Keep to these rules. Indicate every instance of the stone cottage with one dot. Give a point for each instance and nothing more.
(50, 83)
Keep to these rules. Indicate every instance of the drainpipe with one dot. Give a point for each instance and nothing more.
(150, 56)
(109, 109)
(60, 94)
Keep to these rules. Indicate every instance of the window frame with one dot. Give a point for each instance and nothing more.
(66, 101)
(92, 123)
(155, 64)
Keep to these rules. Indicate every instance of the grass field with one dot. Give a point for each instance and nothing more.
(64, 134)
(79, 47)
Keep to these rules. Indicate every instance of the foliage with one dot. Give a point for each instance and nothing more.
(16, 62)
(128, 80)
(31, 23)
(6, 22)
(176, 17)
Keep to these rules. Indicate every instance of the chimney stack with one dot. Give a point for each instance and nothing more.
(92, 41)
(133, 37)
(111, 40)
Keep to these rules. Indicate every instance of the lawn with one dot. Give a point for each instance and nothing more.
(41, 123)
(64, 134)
...
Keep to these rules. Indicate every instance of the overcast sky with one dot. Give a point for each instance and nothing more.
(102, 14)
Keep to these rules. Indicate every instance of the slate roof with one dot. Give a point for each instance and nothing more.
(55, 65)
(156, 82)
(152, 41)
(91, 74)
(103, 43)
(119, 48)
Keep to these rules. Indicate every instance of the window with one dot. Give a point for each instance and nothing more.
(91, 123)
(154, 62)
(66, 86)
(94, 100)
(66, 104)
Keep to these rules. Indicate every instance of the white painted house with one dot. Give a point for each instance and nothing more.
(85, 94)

* **TASK OBJECTIVE**
Return every line of the material above that contains the string "rules".

* **CORRECT ANSWER**
Keep to these rules. Indicate every instance of the stone cottage with one dot. Give a point for each instance and nothing more.
Keep to these rules. Indicate every instance of the drainpipe with one dot. Give a point for each instance and nothing more.
Keep to these rules. Indicate every instance of the window frame with one dot. Give a point for each instance and nothing more.
Keep to these rules. Indicate every instance of the grass field with one dot. Give a point for each instance and nothing more.
Keep to these rules. Indicate every instance of the foliage with one dot. Give a point for each instance and nothing more.
Keep to these rules. Indicate every instance of the chimney stack with one dot. Give a point for each instance and nothing more.
Keep to these rules. Indicate every instance of the lawn with one dot. Give a point for each instance and nothing more.
Keep to these rules. Indicate every instance of the overcast sky with one dot. Give a point for each instance and nothing more.
Keep to these rules. Indicate every instance of the slate roof with one dot. Give a point for each instance and nothing more.
Keep to these rules. Indicate every instance of the window with one dot. Give a point for each instance and nothing more.
Keep to these rules. Indicate every instance of the white painted house with one dot. Give a point for each instance and nothing more.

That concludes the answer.